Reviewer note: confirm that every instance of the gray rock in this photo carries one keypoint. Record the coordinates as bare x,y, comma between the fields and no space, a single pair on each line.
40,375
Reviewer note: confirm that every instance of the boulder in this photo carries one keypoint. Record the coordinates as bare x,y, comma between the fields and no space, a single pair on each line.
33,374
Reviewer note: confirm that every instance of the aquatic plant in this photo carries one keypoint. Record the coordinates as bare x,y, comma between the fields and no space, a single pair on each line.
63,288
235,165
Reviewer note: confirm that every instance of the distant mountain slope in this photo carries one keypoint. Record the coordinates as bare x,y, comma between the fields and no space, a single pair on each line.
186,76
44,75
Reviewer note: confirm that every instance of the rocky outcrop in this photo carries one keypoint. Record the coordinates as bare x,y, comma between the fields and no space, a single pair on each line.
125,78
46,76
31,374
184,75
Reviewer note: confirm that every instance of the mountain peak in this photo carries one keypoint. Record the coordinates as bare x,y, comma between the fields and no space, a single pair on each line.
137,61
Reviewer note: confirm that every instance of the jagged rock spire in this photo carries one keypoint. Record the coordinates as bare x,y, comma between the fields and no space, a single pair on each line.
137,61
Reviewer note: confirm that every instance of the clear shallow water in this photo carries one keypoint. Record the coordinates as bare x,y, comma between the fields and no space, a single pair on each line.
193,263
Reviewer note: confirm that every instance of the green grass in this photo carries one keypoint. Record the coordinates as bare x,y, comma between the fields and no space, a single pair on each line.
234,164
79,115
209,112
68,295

Problem to solve: Your answer must be the full set of entries, copied exactly.

Exercise result:
Reviewer note: confirm that every instance of the gray rock in this photo carries one keypoint. Record the coordinates as bare x,y, comma between the fields and no space, a single pair on each line.
40,375
Reviewer note: confirm that every instance of the boulder in this photo carries one keypoint. Record the coordinates as bare x,y, comma between the fields and no space, a single pair on each line.
33,374
Reviewer note: confirm that every instance of the aquatic plant in this photo carries one keypoint. Record the coordinates as bare x,y, comma between the fields and no space, a single pair on each line.
63,288
235,165
Reviewer note: confirm that every instance of the distant mountain slope in this photo carries one keypoint. Record the coordinates as bare x,y, comma between the fields and no space, a single pair on each line.
186,76
44,75
Reviewer note: confirm that every instance of the rocky outcrop in this photo carries one keypoint. Record the coordinates as bare x,y, comma between the fields and no space, a single pair on each line.
125,78
46,76
31,374
184,75
Reviewer note: confirm that every instance of the mountain peak in this photo carries one keypoint. Record the coordinates as bare x,y, comma between the fields and no space, a single pair on each line.
137,61
Reviewer note: confirm that every instance of the jagged rock spire in this photo carries one keypoint. Record the coordinates as bare x,y, comma between the fields and no space, a single pair on each line.
137,61
Reviewer note: confirm that every instance of the clear shallow water in this photo carries one keypoint. Record the coordinates as bare x,y, comma between the fields and no space, a single pair on each line.
193,263
Reviewer note: confirm that every instance of the green grass in this photo carries one keypoint. Record the coordinates as bare x,y, comma between the fields and no space, a single pair on each line.
234,164
79,115
209,112
68,295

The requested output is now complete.